_SOURCE_:

Increased slurry use on crops also helps from an environmental point of view, says Mr Gray. “Applying slurry to growing crops means it is used more effectively, so there is less chance of leaching and hence environmental problems. Also ourwinter-sown crops are strong enough in spring to make best use of it, saving significantly on fertiliser costs.”
But while all slurry sampling has indicated that an average application of slurry is yielding about 100 units/acre of nitrogen, experience suggests it is actually giving more, he reckons. “In many cases it seems we are getting the benefit of more than 140 units/acre and while soil reserves account for part of this, slurry must be making up the rest.”
This saving on bought-in fertiliser is making a significant difference to the farm’s bottom line, with estimated savings of about £42/ha(£17/acre) on bagged nitrogen alone, totalling £8500 for the 202ha (500-acre) arable unit.
“In addition, I save the £1500 I would need to put by annually for contractors to come every five years to dredge out the accumulated sludge. Going all-slurry in my new fattening sheds is adding to the savings by way of about £6 a pig in straw and other costs,” he says.
These other savings come from reducing labour need in the pig unit from eliminating straw handling and use, chopping much of the previously baled straw back into the soil, and reduced machinery costs by lowering telehandler use, this alone is saving about £8000 a year in purchase, maintenance and depreciation costs. “These savings, coupled with the fertiliser savings, mean we are more than £110,000 a year better off even after we take the cost of the additive into consideration,” he adds.

_AIM OF THE TASK_: Reproduce the passage on slurry savings word for word, from "But while all" to "(500-acre) arable unit.".

_DATA LINES_:
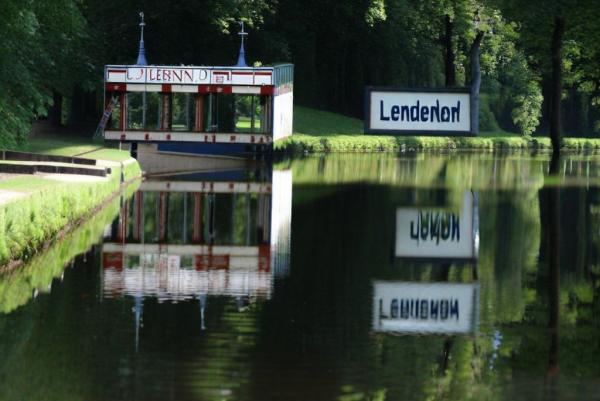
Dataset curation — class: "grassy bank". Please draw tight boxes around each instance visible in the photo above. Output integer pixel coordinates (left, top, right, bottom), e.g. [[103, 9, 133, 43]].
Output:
[[275, 106, 600, 153], [0, 139, 141, 266], [0, 184, 138, 313]]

_THE COMPLETED TASK_:
But while all slurry sampling has indicated that an average application of slurry is yielding about 100 units/acre of nitrogen, experience suggests it is actually giving more, he reckons. “In many cases it seems we are getting the benefit of more than 140 units/acre and while soil reserves account for part of this, slurry must be making up the rest.”
This saving on bought-in fertiliser is making a significant difference to the farm’s bottom line, with estimated savings of about £42/ha(£17/acre) on bagged nitrogen alone, totalling £8500 for the 202ha (500-acre) arable unit.